Work instructions:
**A.** Quote the portion of the character sketches of Niels's Copenhagen acquaintances, starting at "An editor and" and ending at "held at all.".
**B.** Extend the character sketches of Niels's Copenhagen acquaintances, continuing from their final sentence.

Excerpt:

-- Opening Marker --

An older Copenhagen widow, witty, worldly, unattached. The center of a small salon where students and minor poets and the better sort of editor argue about Heine and the freedoms of married women. She takes Niels seriously as a man for the first time and conducts a relationship with him that he is too young to understand. She eventually sees that he is not the partner she needs and lets him go; she marries another man, a respectable one, and Niels learns it from a newspaper. The first of the women whose retreat the novel measures.
An editor and journalist in the Copenhagen circle around Mrs. Boye. The novel's most articulate voice on the question of unbelief — older than Niels, more cautious about declaring himself, attentive to the social cost of saying out loud what the new generation thinks in private. The Christmas Eve dialogue between him and Niels in chapter 9 is one of the book's set pieces: Hjerrild defending a life lived without God but quietly, Niels insisting that the position must be held in public if it is to be held at all.

-- Closing Marker --

Provided records:
-- Opening Marker --

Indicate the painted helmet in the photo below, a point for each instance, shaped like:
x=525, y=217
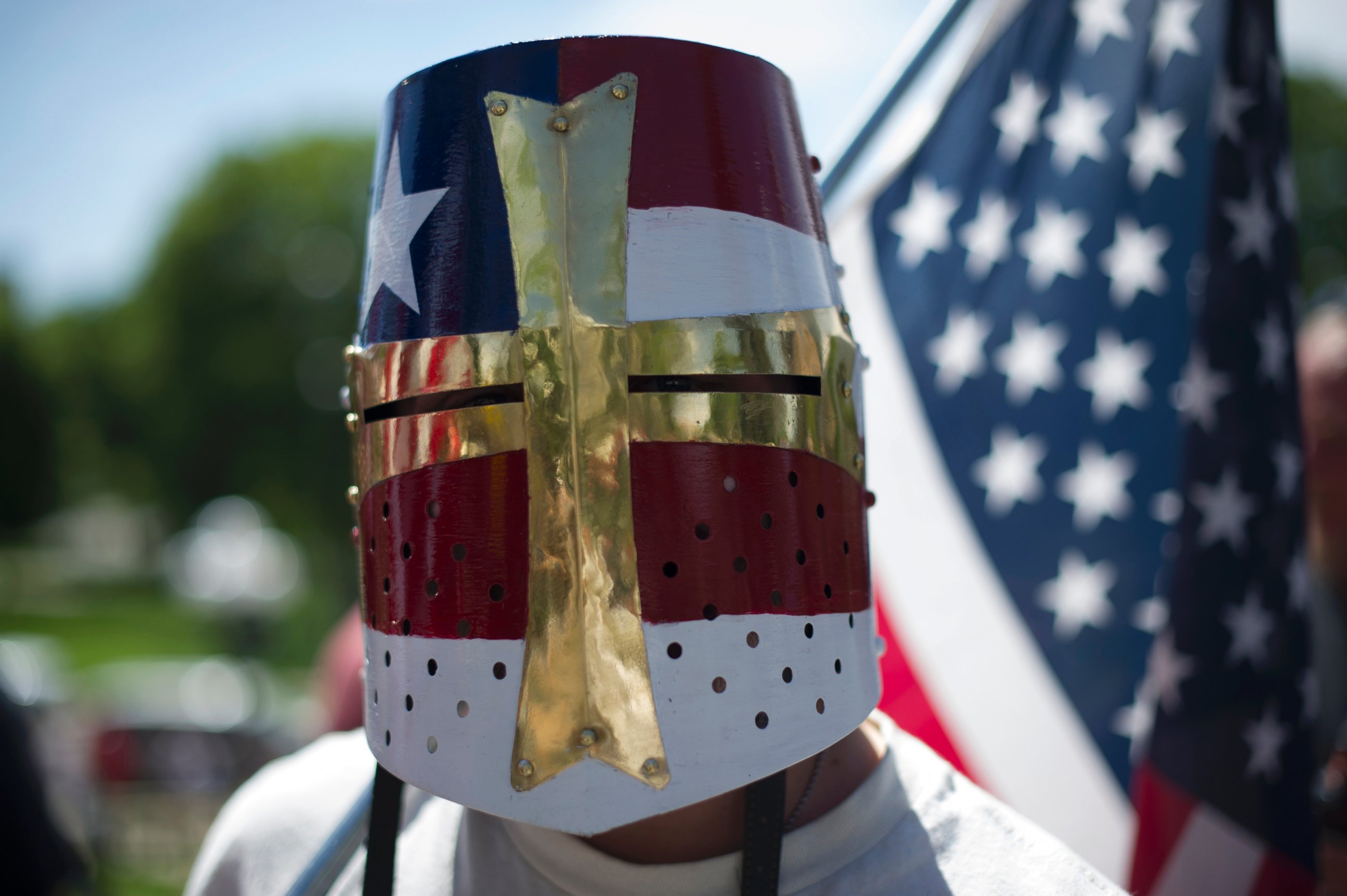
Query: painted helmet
x=606, y=434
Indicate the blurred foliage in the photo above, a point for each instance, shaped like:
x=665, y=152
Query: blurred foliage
x=1319, y=147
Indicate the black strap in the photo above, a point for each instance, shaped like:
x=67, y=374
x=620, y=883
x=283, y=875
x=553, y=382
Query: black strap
x=385, y=814
x=764, y=822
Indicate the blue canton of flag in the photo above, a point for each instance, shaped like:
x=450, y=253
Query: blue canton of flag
x=1090, y=264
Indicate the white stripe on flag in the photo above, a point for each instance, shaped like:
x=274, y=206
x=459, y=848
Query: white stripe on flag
x=986, y=677
x=1213, y=856
x=690, y=261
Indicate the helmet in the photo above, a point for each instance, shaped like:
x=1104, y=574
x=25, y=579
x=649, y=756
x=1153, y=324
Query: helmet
x=606, y=424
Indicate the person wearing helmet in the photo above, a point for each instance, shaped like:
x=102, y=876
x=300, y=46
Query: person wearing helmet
x=611, y=520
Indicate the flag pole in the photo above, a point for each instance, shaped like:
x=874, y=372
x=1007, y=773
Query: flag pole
x=906, y=80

-- Closing Marker --

Answers given:
**A.**
An editor and journalist in the Copenhagen circle around Mrs. Boye. The novel's most articulate voice on the question of unbelief — older than Niels, more cautious about declaring himself, attentive to the social cost of saying out loud what the new generation thinks in private. The Christmas Eve dialogue between him and Niels in chapter 9 is one of the book's set pieces: Hjerrild defending a life lived without God but quietly, Niels insisting that the position must be held in public if it is to be held at all.

**B.**
Mariagerfjord
Erik's wife. Niels first sees her in chapter 10 when he comes to visit them at the Mariagerfjord manor — younger than he expected, lonely in the country, watching her husband stop working and start drinking. The affair between her and Niels begins almost without a decision; it lasts only a few weeks. When Erik is killed in a road accident, Fennimore turns on Niels in a scene of fury the novel takes seriously. The chapter is the book's catastrophe. She does not appear again, but Niels carries her denunciation with him for the rest of the novel.
Riva
An opera singer, encountered by Niels at Riva on Lake Garda during the wandering year that follows the catastrophe at Mariagerfjord. Famous, older, recovering her voice after illness. The novel does not give them a love affair so much as a long, exhausted attentiveness across café tables and lake walks. She is the figure of the lowest point of Niels's drift — the moment when nothing is moving forward and the inward life is at its quietest. She returns to her stage; he goes home.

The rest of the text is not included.